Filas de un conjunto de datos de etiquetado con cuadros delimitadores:
+++++

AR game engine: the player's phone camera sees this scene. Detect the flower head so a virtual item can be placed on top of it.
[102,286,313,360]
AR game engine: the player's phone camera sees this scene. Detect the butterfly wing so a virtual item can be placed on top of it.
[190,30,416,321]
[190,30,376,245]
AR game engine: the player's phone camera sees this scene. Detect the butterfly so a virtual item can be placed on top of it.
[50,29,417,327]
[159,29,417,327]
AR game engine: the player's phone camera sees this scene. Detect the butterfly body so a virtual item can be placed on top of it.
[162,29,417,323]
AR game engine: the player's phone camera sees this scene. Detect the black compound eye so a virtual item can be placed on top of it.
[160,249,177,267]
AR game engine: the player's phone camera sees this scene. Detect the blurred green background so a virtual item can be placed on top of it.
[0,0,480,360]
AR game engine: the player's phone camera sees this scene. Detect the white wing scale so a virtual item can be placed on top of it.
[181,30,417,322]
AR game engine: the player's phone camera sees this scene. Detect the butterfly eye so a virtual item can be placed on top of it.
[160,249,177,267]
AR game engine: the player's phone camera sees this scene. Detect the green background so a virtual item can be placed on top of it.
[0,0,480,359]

+++++

* _REQUISITOS_:
Renombra "virtual item" como "virtual marker" en todo el material y vuelve a escribirlo completo sin ningún otro cambio.

* _RESULTADO DEL EJERCICIO_:
AR game engine: the player's phone camera sees this scene. Detect the flower head so a virtual marker can be placed on top of it.
[102,286,313,360]
AR game engine: the player's phone camera sees this scene. Detect the butterfly wing so a virtual marker can be placed on top of it.
[190,30,416,321]
[190,30,376,245]
AR game engine: the player's phone camera sees this scene. Detect the butterfly so a virtual marker can be placed on top of it.
[50,29,417,327]
[159,29,417,327]
AR game engine: the player's phone camera sees this scene. Detect the butterfly body so a virtual marker can be placed on top of it.
[162,29,417,323]
AR game engine: the player's phone camera sees this scene. Detect the black compound eye so a virtual marker can be placed on top of it.
[160,249,177,267]
AR game engine: the player's phone camera sees this scene. Detect the blurred green background so a virtual marker can be placed on top of it.
[0,0,480,360]
AR game engine: the player's phone camera sees this scene. Detect the white wing scale so a virtual marker can be placed on top of it.
[181,30,417,322]
AR game engine: the player's phone camera sees this scene. Detect the butterfly eye so a virtual marker can be placed on top of it.
[160,249,177,267]
AR game engine: the player's phone camera sees this scene. Detect the green background so a virtual marker can be placed on top of it.
[0,0,480,359]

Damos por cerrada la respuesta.